*Source document*
= Beginning of Section =
Phil of joy | 

Dublin GAA star Philly McMahon opens up about his rollercoaster year

'I'm so excited about becoming a dad!'
Philly McMahon, Dublin Footballer, at his BEDO7 gym.

Philly McMahon, Dublin Footballer, at his BEDO7 gym.

Eugene Masterson

GAA legend Philly McMahon's rollercoaster year is on the up as he's set to become a dad.

The 34-year-old was forced to close his gym business due to the pandemic and make himself and his staff redundant.

But now things are on the up again for eight-time All Ireland winner Philly as his gym has reopened and he and his wife Sarah Lacey are expecting their first child in February.

"The big thing, when you play GAA, is there are certain sacrifices you might have to make for your career to be... at a certain standard," he tells the Sunday World in his first time publicly talking about becoming a dad.

"One of those, for many players, is not being able to have kids, so how does that impact, what does that look like?

"My father [Philip Snr, who passed away three years ago from cancer at the age of 64] - was brilliant with my nephews and my nieces, and my dad won't be able to see my child because I had to wait so long to a certain point in my career to have a child.

"But there is so much to look forward to, it has given me great energy. To be a dad is probably the most amazing thing to do and for me and Sarah it's exciting times."

Philly McMahon of Dublin celebrates with the Sam Maguire cup after the GAA Football All-Ireland Senior Championship Final Replay match between Dublin and Mayo at Croke Park in Dublin. Photo by Stephen McCarthy/Sportsfile

Philly McMahon of Dublin celebrates with the Sam Maguire cup after the GAA Football All-Ireland Senior Championship Final Replay match between Dublin and Mayo at Croke Park in Dublin. Photo by Stephen McCarthy/Sportsfile

Philly has had messages of congrats and advice from fellow teammates, many of whom are young fathers.

"You have Bernard [Brogan] with twins and Paul Flynn with twins, Darren Daly, Eoghan O'Gara, they have been able to do it [have children] while playing," says Ballymun man Philly.

"It's unbelievable to see the commitment they have had - and also {the commitment] their partners and wives would have had.

"Ultimately, the wives and girlfriends mad huge sacrifices into helping us as players achieve our ultimate goal and play for the Dubs.

"I saw what their partners and wives have done. That makes me appreciate then what I have to do in terms of helping Sarah."

Sarah, who is from Whitehall, works for the Hammerson company, which manages several large shopping centres including Dundrum, Swords Pavilions and the Ilac.

He smiles when asked if she is a football fan.

"No. I think at one point she watched the first game, she might have asked me what colour was the Dublin jersey, that's how bad she was," he laughs.

The young couple have their own home.

Philly McMahon and wife Sarah Lacey

Philly McMahon and wife Sarah Lacey

"We are very lucky that we are on the property ladder," he reveals. "We bought a nice little cottage about four years ago, so we are lucky to have a lovely home. It's close to where we are both from."
= End of Section =
*Entries provided*
= Beginning of Section =
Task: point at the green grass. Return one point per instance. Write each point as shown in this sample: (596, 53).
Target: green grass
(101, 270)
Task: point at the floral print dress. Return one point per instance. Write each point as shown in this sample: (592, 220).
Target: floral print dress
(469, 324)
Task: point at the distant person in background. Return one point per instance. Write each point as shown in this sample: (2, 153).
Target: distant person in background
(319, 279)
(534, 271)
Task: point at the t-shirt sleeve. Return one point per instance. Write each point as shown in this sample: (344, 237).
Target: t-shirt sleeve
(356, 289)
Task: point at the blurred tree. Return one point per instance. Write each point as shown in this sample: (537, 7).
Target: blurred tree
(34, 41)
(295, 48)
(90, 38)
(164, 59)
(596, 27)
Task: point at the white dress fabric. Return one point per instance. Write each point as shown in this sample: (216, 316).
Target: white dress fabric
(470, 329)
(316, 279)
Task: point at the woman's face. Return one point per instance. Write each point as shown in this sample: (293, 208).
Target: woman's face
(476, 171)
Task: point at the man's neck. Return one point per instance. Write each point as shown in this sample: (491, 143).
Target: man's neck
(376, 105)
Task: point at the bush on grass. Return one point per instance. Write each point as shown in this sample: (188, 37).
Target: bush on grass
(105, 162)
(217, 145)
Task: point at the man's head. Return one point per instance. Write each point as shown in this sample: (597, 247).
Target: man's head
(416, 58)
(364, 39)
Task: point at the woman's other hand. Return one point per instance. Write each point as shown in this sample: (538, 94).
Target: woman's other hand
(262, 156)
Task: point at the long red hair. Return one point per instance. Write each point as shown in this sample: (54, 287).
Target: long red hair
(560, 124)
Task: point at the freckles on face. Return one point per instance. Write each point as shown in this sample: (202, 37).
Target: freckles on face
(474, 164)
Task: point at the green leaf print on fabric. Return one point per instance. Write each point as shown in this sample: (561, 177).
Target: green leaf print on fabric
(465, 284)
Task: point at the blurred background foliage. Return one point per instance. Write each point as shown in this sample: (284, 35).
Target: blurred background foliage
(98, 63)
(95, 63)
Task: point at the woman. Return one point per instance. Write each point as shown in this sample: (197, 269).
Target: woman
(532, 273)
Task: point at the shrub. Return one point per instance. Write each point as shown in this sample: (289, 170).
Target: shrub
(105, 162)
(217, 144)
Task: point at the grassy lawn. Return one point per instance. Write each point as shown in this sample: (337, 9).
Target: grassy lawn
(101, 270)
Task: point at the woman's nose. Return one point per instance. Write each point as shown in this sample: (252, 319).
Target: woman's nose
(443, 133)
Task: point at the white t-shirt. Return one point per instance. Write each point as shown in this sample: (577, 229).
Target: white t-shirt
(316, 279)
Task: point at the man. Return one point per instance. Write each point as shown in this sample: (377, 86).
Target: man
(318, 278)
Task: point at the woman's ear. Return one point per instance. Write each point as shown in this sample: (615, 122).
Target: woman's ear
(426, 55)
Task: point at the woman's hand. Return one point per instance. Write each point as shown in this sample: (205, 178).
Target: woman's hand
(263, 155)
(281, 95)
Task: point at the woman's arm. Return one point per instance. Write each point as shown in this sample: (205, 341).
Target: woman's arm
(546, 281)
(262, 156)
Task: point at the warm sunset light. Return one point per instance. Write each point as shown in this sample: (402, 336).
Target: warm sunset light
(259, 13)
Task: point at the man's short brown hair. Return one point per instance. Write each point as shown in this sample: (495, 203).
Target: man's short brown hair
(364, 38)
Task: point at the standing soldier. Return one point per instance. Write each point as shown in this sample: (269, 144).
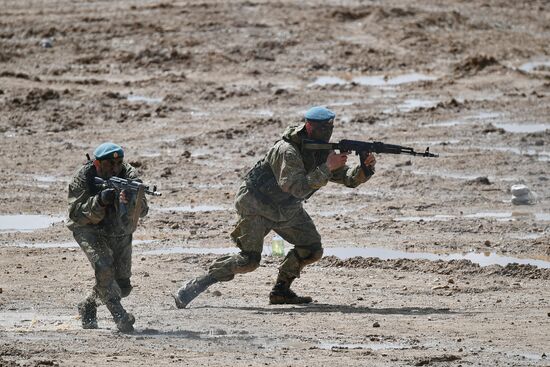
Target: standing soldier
(270, 198)
(95, 220)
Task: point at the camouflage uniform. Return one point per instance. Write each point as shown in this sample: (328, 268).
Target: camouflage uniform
(270, 198)
(103, 236)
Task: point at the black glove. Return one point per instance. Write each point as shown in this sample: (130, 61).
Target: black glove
(107, 197)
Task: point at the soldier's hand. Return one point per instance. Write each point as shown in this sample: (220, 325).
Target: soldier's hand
(335, 161)
(123, 197)
(107, 197)
(370, 161)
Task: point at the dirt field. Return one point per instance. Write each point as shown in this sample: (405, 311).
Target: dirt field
(196, 92)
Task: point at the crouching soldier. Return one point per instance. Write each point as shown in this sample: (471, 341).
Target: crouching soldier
(95, 220)
(270, 198)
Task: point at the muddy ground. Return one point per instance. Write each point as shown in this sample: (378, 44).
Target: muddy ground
(196, 92)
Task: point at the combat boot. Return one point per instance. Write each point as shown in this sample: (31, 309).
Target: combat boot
(88, 314)
(192, 289)
(282, 294)
(123, 320)
(125, 323)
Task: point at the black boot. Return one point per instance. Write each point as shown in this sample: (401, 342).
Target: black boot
(123, 320)
(87, 310)
(282, 294)
(192, 289)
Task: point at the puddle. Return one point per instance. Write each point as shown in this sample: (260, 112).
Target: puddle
(193, 208)
(483, 259)
(523, 128)
(459, 176)
(373, 81)
(529, 67)
(542, 216)
(341, 103)
(47, 179)
(382, 80)
(434, 218)
(138, 98)
(150, 153)
(445, 124)
(486, 115)
(527, 355)
(490, 215)
(25, 223)
(28, 320)
(462, 176)
(371, 346)
(526, 236)
(412, 104)
(49, 245)
(328, 80)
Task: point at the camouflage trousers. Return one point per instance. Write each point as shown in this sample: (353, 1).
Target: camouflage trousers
(111, 259)
(249, 236)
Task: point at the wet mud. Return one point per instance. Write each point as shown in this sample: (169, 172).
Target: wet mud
(196, 92)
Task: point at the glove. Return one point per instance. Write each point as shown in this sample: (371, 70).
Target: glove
(107, 197)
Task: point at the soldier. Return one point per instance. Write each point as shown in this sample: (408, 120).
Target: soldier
(270, 198)
(95, 222)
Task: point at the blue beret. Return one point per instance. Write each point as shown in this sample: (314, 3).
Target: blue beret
(319, 114)
(108, 151)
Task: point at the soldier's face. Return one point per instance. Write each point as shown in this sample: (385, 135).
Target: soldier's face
(110, 167)
(321, 131)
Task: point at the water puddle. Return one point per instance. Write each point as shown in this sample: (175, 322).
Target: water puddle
(483, 259)
(32, 321)
(527, 355)
(435, 218)
(382, 80)
(526, 236)
(371, 346)
(50, 245)
(450, 123)
(26, 223)
(412, 104)
(529, 67)
(463, 176)
(523, 128)
(542, 217)
(373, 81)
(459, 176)
(341, 103)
(47, 179)
(484, 115)
(138, 98)
(150, 153)
(193, 208)
(328, 80)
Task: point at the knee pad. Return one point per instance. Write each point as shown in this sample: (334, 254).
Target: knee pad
(104, 272)
(125, 287)
(314, 256)
(247, 262)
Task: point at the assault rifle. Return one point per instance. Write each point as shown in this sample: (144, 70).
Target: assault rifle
(363, 148)
(120, 184)
(136, 189)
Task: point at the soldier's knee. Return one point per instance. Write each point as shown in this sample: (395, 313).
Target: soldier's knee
(308, 255)
(125, 287)
(247, 262)
(315, 256)
(104, 272)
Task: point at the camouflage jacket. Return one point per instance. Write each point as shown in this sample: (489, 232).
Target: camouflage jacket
(85, 213)
(287, 175)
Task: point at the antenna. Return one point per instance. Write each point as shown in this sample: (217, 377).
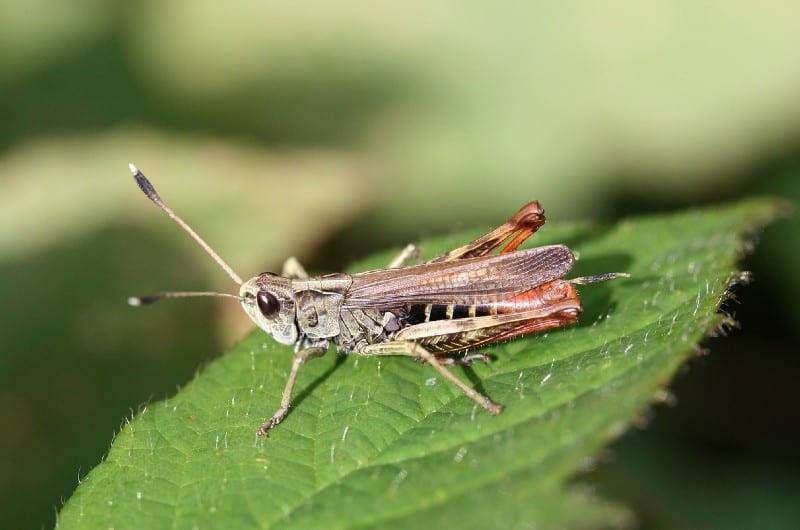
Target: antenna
(137, 301)
(151, 193)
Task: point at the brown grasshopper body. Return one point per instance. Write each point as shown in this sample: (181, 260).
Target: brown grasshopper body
(463, 299)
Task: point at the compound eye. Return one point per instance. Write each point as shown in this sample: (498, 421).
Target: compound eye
(268, 304)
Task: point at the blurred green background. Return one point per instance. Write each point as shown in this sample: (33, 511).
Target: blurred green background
(328, 130)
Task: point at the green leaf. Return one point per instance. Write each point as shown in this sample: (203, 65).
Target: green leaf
(384, 442)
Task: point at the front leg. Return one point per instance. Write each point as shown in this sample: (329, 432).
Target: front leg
(286, 400)
(412, 349)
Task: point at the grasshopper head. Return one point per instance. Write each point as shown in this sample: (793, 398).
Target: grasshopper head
(268, 300)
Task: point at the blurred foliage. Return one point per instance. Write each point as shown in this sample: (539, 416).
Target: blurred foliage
(329, 129)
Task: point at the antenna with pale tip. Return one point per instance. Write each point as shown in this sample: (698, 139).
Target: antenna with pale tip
(147, 187)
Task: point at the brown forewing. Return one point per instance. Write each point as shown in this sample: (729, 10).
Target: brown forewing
(465, 281)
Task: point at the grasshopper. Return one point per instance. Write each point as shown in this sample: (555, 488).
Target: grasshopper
(433, 311)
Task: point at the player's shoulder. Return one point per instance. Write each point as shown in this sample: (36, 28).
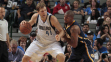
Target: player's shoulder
(53, 17)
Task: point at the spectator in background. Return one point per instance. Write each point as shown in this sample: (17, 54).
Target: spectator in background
(47, 4)
(88, 10)
(58, 2)
(94, 17)
(67, 52)
(105, 6)
(98, 45)
(4, 37)
(85, 29)
(22, 43)
(76, 8)
(108, 58)
(16, 54)
(4, 3)
(100, 21)
(32, 37)
(61, 8)
(104, 35)
(88, 4)
(90, 37)
(25, 10)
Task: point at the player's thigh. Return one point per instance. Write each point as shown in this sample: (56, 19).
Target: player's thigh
(88, 55)
(33, 48)
(55, 49)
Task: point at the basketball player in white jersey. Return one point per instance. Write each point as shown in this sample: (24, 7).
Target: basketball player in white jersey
(46, 40)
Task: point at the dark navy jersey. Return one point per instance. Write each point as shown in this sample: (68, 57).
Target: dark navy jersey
(82, 40)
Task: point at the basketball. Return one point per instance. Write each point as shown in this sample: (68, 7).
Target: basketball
(26, 28)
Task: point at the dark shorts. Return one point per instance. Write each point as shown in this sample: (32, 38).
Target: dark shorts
(3, 52)
(86, 53)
= End of Section =
*What is expected*
Please answer these three questions from the article on Philly McMahon:
1. In what month are Philly McMahon and Sarah Lacey expecting their first child?
2. Which company does Sarah Lacey work for?
3. About how long ago did the couple buy their cottage?

*Final answer*
1. February
2. Hammerson
3. About four years ago